(Записи, взятые из коллекции)
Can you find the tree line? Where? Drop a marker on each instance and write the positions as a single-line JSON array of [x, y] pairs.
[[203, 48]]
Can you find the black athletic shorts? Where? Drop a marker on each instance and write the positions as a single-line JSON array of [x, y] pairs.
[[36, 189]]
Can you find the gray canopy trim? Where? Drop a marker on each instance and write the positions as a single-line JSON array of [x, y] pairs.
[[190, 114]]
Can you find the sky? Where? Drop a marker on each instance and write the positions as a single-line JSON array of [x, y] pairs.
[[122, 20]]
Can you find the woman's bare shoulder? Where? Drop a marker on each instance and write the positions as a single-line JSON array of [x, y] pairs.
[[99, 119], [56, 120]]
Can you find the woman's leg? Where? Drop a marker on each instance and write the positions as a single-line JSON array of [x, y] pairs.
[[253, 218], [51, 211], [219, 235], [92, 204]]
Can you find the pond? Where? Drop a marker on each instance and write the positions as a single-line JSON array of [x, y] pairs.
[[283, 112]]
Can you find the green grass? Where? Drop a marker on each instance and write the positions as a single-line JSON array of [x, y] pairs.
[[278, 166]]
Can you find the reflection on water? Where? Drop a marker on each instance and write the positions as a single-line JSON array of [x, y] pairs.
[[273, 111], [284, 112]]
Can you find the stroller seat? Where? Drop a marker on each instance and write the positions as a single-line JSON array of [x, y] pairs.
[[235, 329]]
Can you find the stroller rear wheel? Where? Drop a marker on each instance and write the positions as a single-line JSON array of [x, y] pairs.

**Условия задания**
Воспроизведите все приведённые выше записи дословно, не внося никаких изменений.

**Полный ответ**
Can you find the tree line? Where? Drop a marker on each instance and write the positions as a single-line JSON array of [x, y] pairs.
[[203, 48]]
Can you find the black athletic shorts? Where? Drop a marker on each instance and write the positions as a single-line JSON array of [x, y] pairs.
[[36, 189]]
Can you find the gray canopy trim? Where? Drop a marker on each instance and write the positions as a single-line JSON array of [x, y] pairs.
[[190, 114]]
Can you find the sky? Where? Drop a marker on each instance and write the positions as a single-line JSON array of [x, y] pairs.
[[122, 20]]
Can you find the woman's bare shoulder? Where? Drop a marker on each instance and write the positions as a single-line JSON array of [x, y] pairs.
[[99, 119], [56, 120]]
Can you find the woman's leg? Where? Drop a marker on each instance and write the positions as a single-line JSON array of [x, y] pairs.
[[253, 218], [51, 211], [219, 235], [92, 204]]
Can you find the pond? Where? Drop a marker on each instance and write the positions as a single-line JSON array of [x, y] pairs.
[[283, 112]]
Can you find the green grass? Where? Drop a marker on each instance and write the positions as a single-line JSON array of [x, y] pairs.
[[278, 166]]
Can you find the reflection on water? Where? Drop a marker on each instance and write the positions as a single-line JSON array of [x, y] pairs.
[[273, 111], [284, 112]]
Can you find the stroller seat? Where? Drop a marker on each instance and write the positions as a single-line JSON array of [x, y] pairs.
[[235, 329]]
Can you find the stroller rear wheel? Where? Drop a marker on each instance and write the positions as a single-line JSON array of [x, y] pairs.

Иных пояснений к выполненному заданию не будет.